--- Listed records ---

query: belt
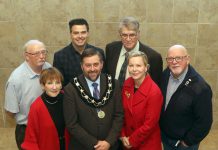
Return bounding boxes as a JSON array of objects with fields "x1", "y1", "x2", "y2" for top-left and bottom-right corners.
[{"x1": 16, "y1": 124, "x2": 27, "y2": 127}]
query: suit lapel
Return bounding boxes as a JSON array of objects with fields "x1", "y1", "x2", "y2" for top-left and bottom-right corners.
[
  {"x1": 132, "y1": 75, "x2": 151, "y2": 106},
  {"x1": 78, "y1": 75, "x2": 98, "y2": 116},
  {"x1": 111, "y1": 44, "x2": 122, "y2": 77},
  {"x1": 100, "y1": 74, "x2": 106, "y2": 98},
  {"x1": 123, "y1": 78, "x2": 134, "y2": 114},
  {"x1": 78, "y1": 75, "x2": 92, "y2": 96}
]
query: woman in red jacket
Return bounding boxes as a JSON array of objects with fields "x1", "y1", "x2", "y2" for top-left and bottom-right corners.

---

Which lines in the data above hold the word "query"? Return each of them.

Solution
query: belt
query: suit lapel
query: woman in red jacket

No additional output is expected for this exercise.